• **ИСХОДНЫЙ ТЕКСТ**
────────
Я был, повторюсь, крепкого телосложения, накачанный, занимался многими видами спорта (самбо, ручной мяч). Весил больше 90 кг, причём это был вес мышц. Так вот, когда я пришёл на первое занятие, все внимательно на меня посмотрели — а у нас в группе было 23 человека. Я сел на заднюю парту, ко мне подошёл Валера Молчанов и сказал:
— Привет, парень! Ты что, грузчиком работал?
Я немножко обиделся и ответил:
— Да нет, инструктором.
— Да ты не обижайся, просто удивляюсь — где же можно такие маховики заработать?
Так мы с ним и подружились. Мне было приятно, что он подошёл первым. Человек обычно тяжело входит в новый коллектив. А ребята к тому времени учились вместе уже полтора месяца, и мне было непросто стать среди них своим.
У нас в Школе стоял бильярдный стол, и в перерывах мы всегда гоняли шары — обычно пара на пару. У меня это неплохо получалось, и мы играли в паре с Валерой. Мы никогда не били подставок, и наши соперники называли это «барскими замашками». Но мы считали, что лучше проиграть, чем забивать подставки. Но выигрывали мы всё-таки гораздо чаще, чем проигрывали. А поскольку игра была «на вылет», то многим желающим приходилось подолгу ждать, когда эта «барская парочка» вылетит. К сожалению, на микояновской фирме бильярдного стола не было, а вот у туполевцев стол был, и Валера часто там играл. У меня же практики было гораздо меньше, я играл от случая к случаю — когда прилетал в Горький, Луховицы или заходил в ЛИИ…
2. «ТАНЦЫ» НА ЛЬДУ
Первые же уроки в ШЛИ показали, насколько внимательным надо быть на каждом этапе полёта. И на выруливании, и на заруливании. Даже на таких простых этапах лётчики порой совершают роковые ошибки. Вот случай из моей практики.
В тот день техники не советовали нам вылетать, поскольку стоянка была покрыта снежком, но мы с моим инструктором Шевяковым их не послушались. Шевяков сказал, что надо использовать момент, поскольку до этого стояла плохая погода и мы летали мало. Опыта у меня тогда большого не было, тем более связанного с рулёжкой по заснеженной поверхности, но кураж был. К тому же Шевяков на меня полностью положился — я осваивал один тип самолётов за другим и был на хорошем счету. Полёт прошёл нормально, и когда мы сели, я немного расслабился. А заруливать предстояло в горку. Конечно, не надо было выпендриваться, надо было просто дождаться буксира. Но уж очень хотелось самому зарулить на стоянку. Летали мы, кстати, на достаточно большом самолёте — Ту-16. Самолёты же друг от друга отстояли ну, может, метра на полтора консоль от консоли. И когда я стал сруливать на стоянку, затормозить на снегу мне не удалось, и машина начала скользить. Мне бы выключить двигатель, а я старался поднажать на тормоза, и вместо проведения импульсного торможения я их просто зажал. Шевяков громко ругал и меня, и себя. Не знаю, то ли по этой причине, то ли по счастливой случайности, но мы остановились буквально в сантиметрах двадцати от другого самолёта.
────────
(Сохранённые материалы из коллекции)
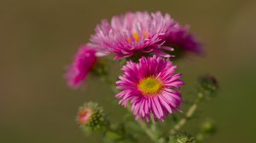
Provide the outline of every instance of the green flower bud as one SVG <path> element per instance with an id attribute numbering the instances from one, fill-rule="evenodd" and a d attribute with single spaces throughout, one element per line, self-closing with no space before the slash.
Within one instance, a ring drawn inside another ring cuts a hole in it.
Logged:
<path id="1" fill-rule="evenodd" d="M 216 132 L 215 123 L 211 120 L 204 122 L 201 125 L 201 131 L 209 134 L 214 134 Z"/>
<path id="2" fill-rule="evenodd" d="M 199 78 L 199 83 L 201 88 L 203 89 L 204 93 L 207 95 L 212 95 L 214 94 L 218 89 L 218 84 L 216 78 L 212 76 L 205 75 Z"/>
<path id="3" fill-rule="evenodd" d="M 77 121 L 82 128 L 97 129 L 104 123 L 103 109 L 97 103 L 84 103 L 79 110 Z"/>
<path id="4" fill-rule="evenodd" d="M 196 143 L 195 139 L 185 133 L 180 133 L 170 137 L 168 143 Z"/>

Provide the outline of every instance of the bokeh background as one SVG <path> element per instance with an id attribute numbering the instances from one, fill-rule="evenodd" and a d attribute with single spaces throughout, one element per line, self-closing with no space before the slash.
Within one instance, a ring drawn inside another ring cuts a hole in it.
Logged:
<path id="1" fill-rule="evenodd" d="M 96 78 L 86 89 L 67 88 L 65 66 L 102 19 L 137 10 L 170 13 L 204 43 L 206 57 L 177 64 L 185 90 L 193 90 L 200 74 L 219 81 L 219 94 L 201 106 L 201 119 L 211 117 L 218 129 L 206 142 L 254 142 L 255 0 L 1 0 L 0 142 L 101 142 L 99 134 L 86 137 L 79 129 L 78 106 L 98 101 L 113 121 L 124 110 Z M 195 122 L 183 129 L 193 133 Z"/>

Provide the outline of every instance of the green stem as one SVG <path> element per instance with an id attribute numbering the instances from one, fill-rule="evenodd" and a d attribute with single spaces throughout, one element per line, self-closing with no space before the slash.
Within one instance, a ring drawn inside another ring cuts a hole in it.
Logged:
<path id="1" fill-rule="evenodd" d="M 142 121 L 137 121 L 138 124 L 141 126 L 141 128 L 144 130 L 146 134 L 150 138 L 150 140 L 154 142 L 157 141 L 157 139 L 155 139 L 154 133 L 147 127 L 147 124 L 145 123 L 143 123 Z"/>
<path id="2" fill-rule="evenodd" d="M 170 134 L 175 134 L 184 124 L 186 124 L 188 120 L 190 119 L 193 114 L 195 112 L 198 107 L 198 103 L 201 101 L 202 97 L 203 97 L 203 94 L 199 93 L 197 100 L 188 110 L 187 113 L 185 114 L 185 117 L 180 119 L 180 121 L 170 130 Z"/>

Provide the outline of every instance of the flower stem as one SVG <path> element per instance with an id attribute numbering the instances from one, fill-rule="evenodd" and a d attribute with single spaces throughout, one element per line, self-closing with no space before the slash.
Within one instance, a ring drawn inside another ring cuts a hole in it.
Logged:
────────
• **ЗАДАНИЯ**
**A)** Выпишите из отрывка о лётной школе фрагмент, который начинается со слов «Я был, повторюсь, крепкого» и заканчивается словами «что, грузчиком работал?».
**B)** На каком самолёте летали с инструктором Шевяковым в тот день, когда стоянка была покрыта снегом, согласно отрывку о лётной школе?
**C)** Продолжите отрывок о лётной школе сразу после его последнего предложения.

• **ОТВЕТЫ ПО ЗАДАНИЯМ**
**A)**
Я был, повторюсь, крепкого телосложения, накачанный, занимался многими видами спорта (самбо, ручной мяч). Весил больше 90 кг, причём это был вес мышц. Так вот, когда я пришёл на первое занятие, все внимательно на меня посмотрели — а у нас в группе было 23 человека. Я сел на заднюю парту, ко мне подошёл Валера Молчанов и сказал:
— Привет, парень! Ты что, грузчиком работал?

**B)** На Ту-16.

**C)**
Следующий случай связан с одним из корифеев нашей авиации, знаменитым лётчиком. Он прилетел на Ан-2 и стал заруливать на стоянку. А очень близко от того места, куда он должен был заруливать, техник поставил высокую стремянку для обработки верхней части крыла самолёта. Корифей не обратил на это внимания и решил показать, как нужно лихо заруливать. На Ан-2 это не так легко сделать — чётко поставить самолёт там, где он должен стоять. Кончилось тем, что он задел стремянку и повредил крыло. Вот вам и корифей.
Был и куда более печальный случай, он произошёл в Школе лётчиков-испытателей, когда один слушатель попал в сугроб на самолёте МиГ-19. Я не знаю, что случилось, какую он допустил ошибку, почему с рулёжки заехал в сугроб… Но он решил выйти с рулёжки с помощью увеличения оборотов, и самолёт вроде бы поддался, а потом опять завяз в сугробе. И тогда лётчик решил кратковременно включить форсаж, раз — и выскочил на рулёжку, где столкнулся с другой машиной. Взрыв и пожар. Мы потеряли хорошего лётчика. Эта трагедия лишний раз показала, что нет простых элементов на этом этапе.
Со мной тоже был случай не совсем приятный. Надо сказать, в ШЛИ программа была довольно насыщенной, и за полтора года мы должны были примерно на пятнадцати типах самолётов вылетать определённую программу. В том числе и по методике лётных испытаний, не говоря уж об её освоении. Полётов давалось мало — два, три, а иногда всего один, контрольный — и нужно было вылетать самому.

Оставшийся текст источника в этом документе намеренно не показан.